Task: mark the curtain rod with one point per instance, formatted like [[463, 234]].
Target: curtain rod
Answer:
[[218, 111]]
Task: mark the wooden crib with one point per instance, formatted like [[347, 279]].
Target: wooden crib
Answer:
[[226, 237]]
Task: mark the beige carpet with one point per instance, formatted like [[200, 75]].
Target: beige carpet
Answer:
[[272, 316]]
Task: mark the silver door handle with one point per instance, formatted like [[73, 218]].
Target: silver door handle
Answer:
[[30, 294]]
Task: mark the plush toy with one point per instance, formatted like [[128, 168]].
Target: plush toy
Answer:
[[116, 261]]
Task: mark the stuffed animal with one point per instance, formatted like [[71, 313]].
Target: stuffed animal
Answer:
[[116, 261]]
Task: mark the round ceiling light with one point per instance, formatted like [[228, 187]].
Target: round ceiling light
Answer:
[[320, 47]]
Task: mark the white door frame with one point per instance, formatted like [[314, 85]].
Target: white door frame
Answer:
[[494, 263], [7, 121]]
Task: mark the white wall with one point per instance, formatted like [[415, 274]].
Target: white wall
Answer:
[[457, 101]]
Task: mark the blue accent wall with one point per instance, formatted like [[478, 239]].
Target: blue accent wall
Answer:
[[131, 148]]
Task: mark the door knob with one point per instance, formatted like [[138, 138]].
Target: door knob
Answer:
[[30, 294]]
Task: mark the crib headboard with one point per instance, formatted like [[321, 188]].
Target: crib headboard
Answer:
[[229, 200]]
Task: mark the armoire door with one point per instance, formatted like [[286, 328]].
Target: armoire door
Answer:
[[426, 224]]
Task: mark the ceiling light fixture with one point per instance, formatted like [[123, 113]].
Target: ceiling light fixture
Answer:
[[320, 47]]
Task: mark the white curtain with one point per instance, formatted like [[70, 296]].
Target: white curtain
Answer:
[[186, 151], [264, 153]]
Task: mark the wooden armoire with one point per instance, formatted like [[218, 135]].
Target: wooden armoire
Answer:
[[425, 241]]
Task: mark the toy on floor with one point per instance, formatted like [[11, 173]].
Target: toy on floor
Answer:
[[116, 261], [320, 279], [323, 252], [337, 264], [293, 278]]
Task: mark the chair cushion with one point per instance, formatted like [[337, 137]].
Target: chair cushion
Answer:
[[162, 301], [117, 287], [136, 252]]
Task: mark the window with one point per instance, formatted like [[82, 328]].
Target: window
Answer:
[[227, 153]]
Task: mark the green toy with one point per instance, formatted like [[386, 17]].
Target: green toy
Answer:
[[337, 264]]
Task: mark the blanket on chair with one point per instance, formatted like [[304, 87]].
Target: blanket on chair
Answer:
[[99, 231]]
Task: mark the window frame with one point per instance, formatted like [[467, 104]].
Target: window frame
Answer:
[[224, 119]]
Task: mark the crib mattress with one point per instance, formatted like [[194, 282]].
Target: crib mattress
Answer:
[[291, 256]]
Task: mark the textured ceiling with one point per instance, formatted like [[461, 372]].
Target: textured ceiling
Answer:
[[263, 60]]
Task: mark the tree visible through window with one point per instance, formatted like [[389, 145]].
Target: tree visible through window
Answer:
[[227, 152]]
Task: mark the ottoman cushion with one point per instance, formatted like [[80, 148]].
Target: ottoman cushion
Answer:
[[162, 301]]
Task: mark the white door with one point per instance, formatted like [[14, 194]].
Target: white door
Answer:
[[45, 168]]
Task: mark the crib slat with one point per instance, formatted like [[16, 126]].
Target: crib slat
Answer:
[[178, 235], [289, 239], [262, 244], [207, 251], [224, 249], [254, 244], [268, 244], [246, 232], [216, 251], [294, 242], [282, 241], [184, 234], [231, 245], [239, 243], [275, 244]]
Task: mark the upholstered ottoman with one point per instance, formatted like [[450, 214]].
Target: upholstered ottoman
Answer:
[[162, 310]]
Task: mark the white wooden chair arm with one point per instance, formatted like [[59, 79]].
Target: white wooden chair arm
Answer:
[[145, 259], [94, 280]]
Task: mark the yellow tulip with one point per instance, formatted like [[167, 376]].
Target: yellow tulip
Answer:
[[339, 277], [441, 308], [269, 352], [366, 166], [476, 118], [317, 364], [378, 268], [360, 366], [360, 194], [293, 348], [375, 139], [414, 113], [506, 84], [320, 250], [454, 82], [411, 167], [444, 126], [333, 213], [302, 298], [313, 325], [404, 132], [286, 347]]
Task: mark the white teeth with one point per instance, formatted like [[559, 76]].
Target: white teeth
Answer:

******************************

**Task description:**
Please revise the entries starting at the line that contains "Task: mark the chair" and ending at the line that contains "[[227, 153]]", replacing "window" with "glass pane" and leaving everything else unchanged. Give only those lines.

**Expected output:**
Task: mark the chair cushion with one point per instance, formatted like [[337, 137]].
Target: chair cushion
Answer:
[[162, 301], [117, 287], [136, 252]]
Task: mark the glass pane with one point per instance, formatted like [[82, 328]].
Target: glass pane
Answer:
[[227, 153]]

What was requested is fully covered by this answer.